━━━ Information supplied

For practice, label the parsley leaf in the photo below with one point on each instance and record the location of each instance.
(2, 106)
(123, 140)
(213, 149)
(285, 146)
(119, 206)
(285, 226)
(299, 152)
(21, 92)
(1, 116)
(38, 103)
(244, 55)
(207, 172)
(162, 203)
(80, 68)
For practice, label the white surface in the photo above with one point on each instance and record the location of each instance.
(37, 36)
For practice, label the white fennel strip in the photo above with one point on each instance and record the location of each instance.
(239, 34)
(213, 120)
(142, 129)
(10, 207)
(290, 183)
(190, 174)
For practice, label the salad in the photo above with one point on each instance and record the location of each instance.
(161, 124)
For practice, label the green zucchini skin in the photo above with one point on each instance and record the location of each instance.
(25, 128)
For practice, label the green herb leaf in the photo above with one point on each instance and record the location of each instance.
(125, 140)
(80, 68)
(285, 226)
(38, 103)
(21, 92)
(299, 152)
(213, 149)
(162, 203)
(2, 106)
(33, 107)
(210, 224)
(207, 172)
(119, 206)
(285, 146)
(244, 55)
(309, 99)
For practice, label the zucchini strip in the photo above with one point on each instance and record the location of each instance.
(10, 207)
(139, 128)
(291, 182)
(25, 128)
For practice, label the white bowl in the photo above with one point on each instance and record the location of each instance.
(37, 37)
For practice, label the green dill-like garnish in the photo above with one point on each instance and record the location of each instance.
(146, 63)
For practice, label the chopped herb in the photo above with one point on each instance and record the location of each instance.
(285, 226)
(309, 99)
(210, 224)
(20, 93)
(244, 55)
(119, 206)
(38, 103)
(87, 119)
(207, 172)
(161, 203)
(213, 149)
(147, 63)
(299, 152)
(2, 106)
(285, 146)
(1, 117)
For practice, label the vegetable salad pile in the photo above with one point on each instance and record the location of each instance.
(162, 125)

━━━━━━

What this task involves |
Reproduce all the records. Keep them exact, please.

Answer below |
For practice, label the parsley leaf in the photo below with one point on each instance and record the location of each instance.
(2, 106)
(123, 140)
(213, 149)
(285, 146)
(119, 206)
(285, 226)
(299, 152)
(21, 92)
(1, 116)
(38, 103)
(244, 55)
(207, 172)
(162, 203)
(80, 68)
For practice, label the white surface in the photo above with one point on each instance and record the location of each instance.
(37, 36)
For practice, label the white fennel strip in the photo above with one point on each instance and record the location of each instance.
(239, 34)
(213, 120)
(142, 129)
(10, 207)
(290, 183)
(190, 174)
For practice, label the salad in the photo above with one point on each instance and record the location of each instance.
(161, 124)
For practice, label the green zucchini skin in the photo above with one point on each instance and record the location of each instance.
(25, 128)
For practice, label the green herb leaf in the photo above with one point on each instance and record the location of each instance.
(125, 140)
(80, 68)
(285, 226)
(38, 103)
(21, 92)
(299, 152)
(213, 149)
(162, 203)
(2, 106)
(33, 107)
(210, 224)
(207, 172)
(119, 206)
(285, 146)
(244, 55)
(309, 99)
For practice, label the zucchini strip in the photo above with one point on each instance and record the location of each instance.
(10, 207)
(139, 128)
(291, 182)
(25, 128)
For practice, label the white bowl in the photo above with one point on each instance and record the location of each instance.
(37, 37)
For practice, label the green dill-like garnish in the photo above with one point on each instance and record the location of each instance.
(146, 63)
For practice, label the chopped herb in the photo above with one point on each instance and record the location of each instance.
(285, 226)
(309, 99)
(210, 224)
(20, 93)
(244, 55)
(119, 206)
(38, 103)
(87, 119)
(207, 172)
(161, 203)
(213, 149)
(147, 63)
(299, 152)
(2, 106)
(285, 146)
(1, 117)
For practice, label the vegetable salad pile in the photo above with one point on each instance and record the location of each instance.
(162, 125)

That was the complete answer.